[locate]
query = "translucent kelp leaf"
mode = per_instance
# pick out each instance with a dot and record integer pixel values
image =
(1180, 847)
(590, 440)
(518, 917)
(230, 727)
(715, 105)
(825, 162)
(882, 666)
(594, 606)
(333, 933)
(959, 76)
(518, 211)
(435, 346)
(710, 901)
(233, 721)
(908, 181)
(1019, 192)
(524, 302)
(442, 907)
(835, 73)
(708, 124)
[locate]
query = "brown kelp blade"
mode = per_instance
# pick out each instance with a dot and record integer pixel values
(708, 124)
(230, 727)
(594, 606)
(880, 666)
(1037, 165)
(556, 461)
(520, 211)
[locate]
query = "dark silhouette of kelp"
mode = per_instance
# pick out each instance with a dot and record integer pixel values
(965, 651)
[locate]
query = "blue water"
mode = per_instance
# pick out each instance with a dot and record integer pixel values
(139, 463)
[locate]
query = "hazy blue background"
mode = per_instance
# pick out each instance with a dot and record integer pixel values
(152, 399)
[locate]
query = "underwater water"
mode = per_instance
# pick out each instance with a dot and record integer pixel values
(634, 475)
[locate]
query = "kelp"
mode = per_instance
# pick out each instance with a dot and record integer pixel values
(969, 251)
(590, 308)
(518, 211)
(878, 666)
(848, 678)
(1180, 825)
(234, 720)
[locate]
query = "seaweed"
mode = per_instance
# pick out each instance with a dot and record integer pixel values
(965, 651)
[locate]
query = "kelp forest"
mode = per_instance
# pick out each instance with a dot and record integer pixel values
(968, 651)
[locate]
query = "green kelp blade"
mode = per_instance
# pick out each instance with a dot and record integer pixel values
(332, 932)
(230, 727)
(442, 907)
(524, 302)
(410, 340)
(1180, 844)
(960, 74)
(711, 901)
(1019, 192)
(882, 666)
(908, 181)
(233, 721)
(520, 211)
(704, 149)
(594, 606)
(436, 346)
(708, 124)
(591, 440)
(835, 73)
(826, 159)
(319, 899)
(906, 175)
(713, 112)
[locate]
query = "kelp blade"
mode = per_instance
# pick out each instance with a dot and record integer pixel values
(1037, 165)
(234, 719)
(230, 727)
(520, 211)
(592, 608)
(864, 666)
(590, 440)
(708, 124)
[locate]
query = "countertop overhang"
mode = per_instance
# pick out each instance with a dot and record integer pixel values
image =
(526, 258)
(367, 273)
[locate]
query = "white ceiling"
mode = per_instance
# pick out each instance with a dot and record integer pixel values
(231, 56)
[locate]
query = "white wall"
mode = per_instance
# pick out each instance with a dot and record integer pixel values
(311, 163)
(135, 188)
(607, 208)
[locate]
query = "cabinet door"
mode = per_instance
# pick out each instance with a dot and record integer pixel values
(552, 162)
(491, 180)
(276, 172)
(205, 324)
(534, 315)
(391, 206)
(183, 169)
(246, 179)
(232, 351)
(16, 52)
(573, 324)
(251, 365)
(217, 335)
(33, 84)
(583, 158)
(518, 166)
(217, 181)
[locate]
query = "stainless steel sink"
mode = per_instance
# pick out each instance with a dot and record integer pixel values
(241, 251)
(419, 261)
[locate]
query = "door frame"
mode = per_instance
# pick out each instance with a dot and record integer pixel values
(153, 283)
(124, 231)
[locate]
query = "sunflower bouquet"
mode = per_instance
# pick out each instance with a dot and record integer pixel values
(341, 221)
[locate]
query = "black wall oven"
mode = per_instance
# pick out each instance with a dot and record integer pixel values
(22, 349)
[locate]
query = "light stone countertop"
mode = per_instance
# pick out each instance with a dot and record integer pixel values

Exercise task: Reproduce the full listing above, character for character.

Solution to the problem:
[locate]
query = "translucent kelp leaf"
mode = per_instance
# pick out each instance with a dot and record integer pixel values
image =
(1180, 847)
(590, 440)
(518, 917)
(230, 727)
(715, 105)
(825, 162)
(882, 666)
(594, 606)
(333, 933)
(959, 76)
(518, 211)
(435, 346)
(710, 901)
(233, 721)
(908, 181)
(1019, 192)
(524, 302)
(442, 907)
(835, 73)
(708, 124)
[locate]
query = "brown kelp blade"
mode = per_instance
# pick out each instance with a dot and record integer pixel values
(708, 124)
(230, 727)
(594, 606)
(880, 666)
(1037, 165)
(556, 461)
(520, 211)
[locate]
query = "dark silhouette of kelp"
mode = per_instance
# pick out each instance with a dot and record integer pixel values
(965, 651)
[locate]
query = "blue water"
mode = per_instance
# pick out each instance with a dot and record integer pixel values
(139, 463)
[locate]
query = "hazy blue background"
mode = per_instance
# pick out each instance with a dot and record integer pixel values
(152, 399)
[locate]
query = "underwater water"
mode = per_instance
# pick out each instance with a dot and record integer pixel values
(634, 475)
[locate]
query = "kelp"
mode = per_instance
# pick out each instance with a dot and record integer pixel values
(969, 251)
(590, 308)
(518, 211)
(878, 666)
(848, 678)
(1180, 825)
(234, 720)
[locate]
query = "seaweed"
mode = per_instance
# pick out each instance with a dot and record integer pixel values
(965, 651)
[locate]
query = "kelp forest"
mode = per_instance
# pick out each instance with a dot and record integer pixel values
(968, 651)
[locate]
query = "green kelp blade"
mode = per_instance
# pick out each instance with a dot and record integer pixel values
(332, 932)
(230, 727)
(442, 907)
(524, 302)
(410, 340)
(1180, 844)
(960, 74)
(711, 901)
(1019, 192)
(882, 666)
(908, 181)
(233, 721)
(520, 211)
(704, 149)
(594, 606)
(436, 346)
(708, 124)
(591, 440)
(835, 73)
(826, 159)
(319, 899)
(906, 175)
(713, 112)
[locate]
query = "kelp blade"
mode = per_instance
# pick out each instance with a dot and record integer pixel values
(1037, 165)
(234, 719)
(230, 727)
(520, 211)
(592, 608)
(864, 666)
(590, 440)
(708, 124)
[locate]
query = "countertop overhang"
mode = per_instance
# pick out each instance with a dot and record integer pixel values
image =
(526, 258)
(367, 273)
[locate]
query = "white ceiling"
mode = per_instance
# pick out each instance with a dot and record integer pixel values
(231, 56)
[locate]
query = "white wall"
mode = per_instance
# pick out each instance with a dot and record integer pixel values
(311, 163)
(135, 188)
(607, 208)
[locate]
query = "cabinet door"
mode = per_instance
# pick out each instance with a dot and record integer pixel values
(552, 162)
(491, 180)
(276, 172)
(205, 324)
(534, 315)
(391, 206)
(183, 169)
(246, 179)
(232, 351)
(16, 52)
(573, 324)
(251, 365)
(217, 335)
(33, 84)
(583, 158)
(518, 166)
(217, 181)
[locate]
query = "stainless steel sink"
mode = per_instance
# pick out each instance with a dot and record integer pixel values
(241, 251)
(419, 261)
[locate]
query = "door frame"
mode = per_instance
# pick out each instance with a dot and record integer pixel values
(153, 283)
(124, 231)
[locate]
query = "sunflower bouquet"
mode = per_instance
# pick out each instance with a dot and record integer pixel values
(341, 221)
[locate]
query = "black wall oven"
mode = per_instance
# pick out each instance with a dot and record integer pixel values
(22, 349)
[locate]
query = "light stone countertop"
mode = per_instance
# pick out each instance with a dot and record integer pixel values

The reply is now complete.